START RECORDS FOR THIS TASK

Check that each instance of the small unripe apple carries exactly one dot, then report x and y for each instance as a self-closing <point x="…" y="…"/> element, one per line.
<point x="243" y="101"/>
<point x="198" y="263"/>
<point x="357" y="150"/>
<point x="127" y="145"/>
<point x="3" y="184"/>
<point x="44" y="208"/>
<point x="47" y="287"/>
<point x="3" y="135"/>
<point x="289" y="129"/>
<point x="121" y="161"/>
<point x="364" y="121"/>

END RECORDS FOR THIS TASK

■ **AIM OF THE TASK**:
Output every line of the items above as a JSON list of strings, with one string per line and blank lines omitted.

■ **THE ANSWER**:
[
  "Check that each instance of the small unripe apple carries exactly one dot, then report x and y for each instance as a self-closing <point x=\"…\" y=\"…\"/> element, one per line.",
  "<point x=\"243\" y=\"101\"/>",
  "<point x=\"198\" y=\"263\"/>",
  "<point x=\"357\" y=\"150\"/>",
  "<point x=\"127\" y=\"145\"/>",
  "<point x=\"3\" y=\"184\"/>",
  "<point x=\"44\" y=\"208\"/>",
  "<point x=\"47\" y=\"287\"/>",
  "<point x=\"3\" y=\"135\"/>",
  "<point x=\"289\" y=\"129\"/>",
  "<point x=\"121\" y=\"161\"/>",
  "<point x=\"364\" y=\"121\"/>"
]